What the task asks: Pictures aside, return every line below exactly as written.

┄┄┄┄┄┄

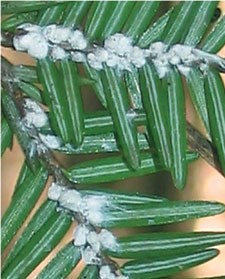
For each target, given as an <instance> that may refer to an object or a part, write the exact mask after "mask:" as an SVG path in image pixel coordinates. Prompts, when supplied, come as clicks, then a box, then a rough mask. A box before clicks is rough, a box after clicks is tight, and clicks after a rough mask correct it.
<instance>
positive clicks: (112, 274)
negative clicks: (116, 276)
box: [99, 265, 116, 279]
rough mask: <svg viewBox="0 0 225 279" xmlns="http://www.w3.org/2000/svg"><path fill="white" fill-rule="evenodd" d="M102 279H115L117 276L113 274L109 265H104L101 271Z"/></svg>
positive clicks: (99, 272) (101, 275) (101, 276)
mask: <svg viewBox="0 0 225 279" xmlns="http://www.w3.org/2000/svg"><path fill="white" fill-rule="evenodd" d="M99 277H100V279H115V278H116V276H115V274H113V273H112V272H111V269H110V267H109V266H108V265H103V266H102V267H101V268H100V270H99Z"/></svg>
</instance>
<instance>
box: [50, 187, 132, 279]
mask: <svg viewBox="0 0 225 279" xmlns="http://www.w3.org/2000/svg"><path fill="white" fill-rule="evenodd" d="M48 198H49V199H51V200H54V201H57V202H58V203H59V206H60V207H59V209H62V208H65V209H68V210H71V211H73V212H75V213H80V214H81V215H82V216H83V217H85V220H84V222H83V223H81V224H79V225H78V226H77V227H76V228H75V230H74V232H73V238H74V246H76V247H77V248H78V249H79V250H80V252H81V256H82V260H83V261H84V262H85V264H93V265H98V266H100V271H99V276H100V278H101V279H116V278H117V279H127V277H124V276H117V275H115V273H113V272H112V271H111V269H110V267H109V266H104V265H103V266H101V265H102V264H103V261H102V256H101V250H104V249H109V250H111V251H116V250H117V249H118V245H119V244H118V243H117V240H116V237H115V236H114V235H113V234H112V233H111V232H110V231H108V230H106V229H101V230H100V231H95V230H94V228H93V225H96V223H97V224H98V225H100V224H101V221H102V218H103V214H104V209H105V208H106V207H107V206H108V199H107V198H106V197H105V196H100V195H96V196H95V195H83V196H82V195H81V194H80V193H79V192H78V191H77V190H73V189H66V188H65V187H64V186H62V185H60V184H58V183H56V182H53V183H52V184H51V186H50V187H49V189H48ZM91 216H92V217H91Z"/></svg>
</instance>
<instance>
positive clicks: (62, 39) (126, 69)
mask: <svg viewBox="0 0 225 279" xmlns="http://www.w3.org/2000/svg"><path fill="white" fill-rule="evenodd" d="M18 28H20V29H23V30H25V31H27V32H28V33H27V34H25V35H19V36H15V37H14V39H13V43H14V47H15V49H17V50H20V51H27V52H28V53H29V54H30V55H31V56H33V57H35V58H38V59H43V58H45V57H46V56H47V55H48V54H49V55H50V57H51V58H52V59H53V60H54V61H55V60H61V59H65V58H67V57H69V58H70V59H72V60H73V61H75V62H86V61H87V62H88V63H89V65H90V66H91V67H92V68H94V69H96V70H98V71H99V70H102V69H103V66H104V64H106V65H107V66H108V67H112V68H116V69H118V70H119V71H124V70H126V71H131V68H132V66H134V67H136V68H141V67H143V66H144V65H145V64H146V63H147V61H152V62H153V64H154V65H155V67H156V70H157V73H158V75H159V77H160V78H163V77H164V76H165V75H166V74H167V72H168V71H169V69H170V67H171V66H176V67H177V68H178V70H179V71H180V72H181V73H182V74H183V75H187V74H188V73H189V71H190V67H191V66H192V65H193V64H195V62H196V61H197V62H198V65H199V68H200V69H201V70H203V71H205V70H206V69H207V67H208V63H209V62H210V63H212V64H214V63H215V64H218V65H221V67H223V68H224V67H225V65H224V64H225V62H224V60H223V59H222V58H219V57H217V56H216V55H212V54H208V53H205V52H204V51H201V50H198V49H194V48H193V47H191V46H185V45H181V44H177V45H174V46H171V47H169V46H168V45H167V44H164V43H163V42H154V43H152V44H151V45H150V46H149V48H148V49H141V48H140V47H138V46H134V45H133V44H132V40H131V38H129V37H127V36H125V35H124V34H121V33H116V34H113V35H111V36H109V37H108V38H106V39H105V41H104V43H103V47H99V46H97V45H94V46H93V49H91V50H90V51H89V50H88V49H87V47H88V41H87V39H86V38H85V37H84V34H83V32H81V31H80V30H78V29H76V30H71V28H68V27H62V26H60V25H56V24H51V25H49V26H44V27H40V26H38V25H33V24H30V23H25V24H22V25H21V26H19V27H18ZM61 43H63V44H61ZM63 47H65V49H63Z"/></svg>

┄┄┄┄┄┄

Solution:
For each target, given as an <instance> that may refer to an object or a part, write the exact mask after "mask:" as an SVG path in image pixel coordinates. Prompts, when supplied, come as clicks, then a box, then a rough mask. A box before clicks is rough, a box after clicks is tight, and clicks after a rough mask correct it.
<instance>
positive clicks: (112, 274)
negative clicks: (116, 276)
box: [99, 265, 116, 279]
rough mask: <svg viewBox="0 0 225 279" xmlns="http://www.w3.org/2000/svg"><path fill="white" fill-rule="evenodd" d="M102 279H115L117 276L113 274L109 265H104L101 271Z"/></svg>
positive clicks: (99, 272) (101, 275) (101, 276)
mask: <svg viewBox="0 0 225 279" xmlns="http://www.w3.org/2000/svg"><path fill="white" fill-rule="evenodd" d="M99 277H100V279H115V278H116V276H115V274H113V273H112V272H111V269H110V267H109V266H108V265H103V266H102V267H101V268H100V270H99Z"/></svg>
</instance>
<instance>
box: [50, 187, 132, 279]
mask: <svg viewBox="0 0 225 279" xmlns="http://www.w3.org/2000/svg"><path fill="white" fill-rule="evenodd" d="M48 198H49V199H51V200H54V201H57V202H58V203H59V206H60V207H59V209H62V208H65V209H68V210H71V211H73V212H75V213H80V214H81V215H82V216H83V217H85V220H84V222H83V223H81V224H79V225H78V226H77V227H76V228H75V230H74V232H73V238H74V246H76V247H77V248H78V249H79V250H80V252H81V256H82V260H83V261H84V262H85V264H93V265H98V266H100V271H99V276H100V278H101V279H116V278H117V279H127V277H124V276H117V275H115V273H113V272H112V271H111V269H110V267H109V266H104V265H103V266H101V265H102V264H103V261H102V256H101V250H104V249H109V250H111V251H116V250H117V249H118V245H119V244H118V243H117V240H116V237H115V236H114V235H113V234H112V233H111V232H110V231H108V230H106V229H101V230H100V231H95V230H94V228H93V225H96V223H97V224H98V225H100V224H101V221H102V218H103V214H104V209H105V208H106V207H107V206H108V199H107V198H106V197H105V196H100V195H96V196H95V195H83V196H82V195H81V194H80V193H79V192H78V191H77V190H73V189H66V188H65V187H64V186H62V185H60V184H58V183H56V182H53V183H52V184H51V186H50V187H49V189H48ZM91 216H92V217H91Z"/></svg>
</instance>
<instance>
positive clicks: (62, 39) (126, 69)
mask: <svg viewBox="0 0 225 279" xmlns="http://www.w3.org/2000/svg"><path fill="white" fill-rule="evenodd" d="M18 28H20V29H23V30H25V31H27V32H28V33H27V34H25V35H19V36H15V37H14V39H13V43H14V47H15V49H17V50H20V51H27V52H28V53H29V54H30V55H31V56H33V57H35V58H38V59H43V58H45V57H46V56H47V55H48V54H49V55H50V57H51V58H52V59H53V60H54V61H55V60H61V59H65V58H67V57H69V58H70V59H72V60H73V61H75V62H86V61H87V62H88V63H89V65H90V66H91V67H92V68H94V69H96V70H98V71H99V70H102V69H103V66H104V64H106V65H107V66H108V67H112V68H116V69H118V70H119V71H124V70H126V71H131V68H132V66H134V67H136V68H141V67H143V66H144V65H145V64H146V63H147V61H152V62H153V64H154V65H155V67H156V70H157V73H158V75H159V77H160V78H163V77H164V76H165V75H166V74H167V72H168V71H169V69H170V67H171V66H176V67H177V68H178V70H179V71H180V72H181V73H182V74H183V75H187V74H188V73H189V71H190V67H191V66H192V65H193V64H195V62H196V61H197V62H198V65H199V68H200V69H201V70H203V71H205V70H206V69H207V67H208V63H209V62H210V63H212V64H214V63H215V64H218V65H221V67H223V68H224V67H225V65H224V64H225V62H224V60H223V59H222V58H219V57H217V56H216V55H212V54H208V53H205V52H204V51H201V50H198V49H194V48H193V47H191V46H185V45H181V44H177V45H174V46H171V47H169V46H168V45H167V44H164V43H163V42H154V43H152V44H151V45H150V46H149V48H148V49H141V48H140V47H138V46H134V45H133V44H132V40H131V38H129V37H127V36H125V35H124V34H121V33H116V34H113V35H111V36H109V37H108V38H106V39H105V41H104V43H103V47H99V46H97V45H94V46H93V49H91V50H90V51H89V50H88V49H87V47H88V41H87V39H86V38H85V37H84V34H83V32H81V31H80V30H78V29H76V30H71V28H68V27H62V26H60V25H56V24H51V25H49V26H44V27H40V26H38V25H33V24H30V23H25V24H22V25H21V26H19V27H18ZM61 43H63V44H61ZM63 47H65V49H63Z"/></svg>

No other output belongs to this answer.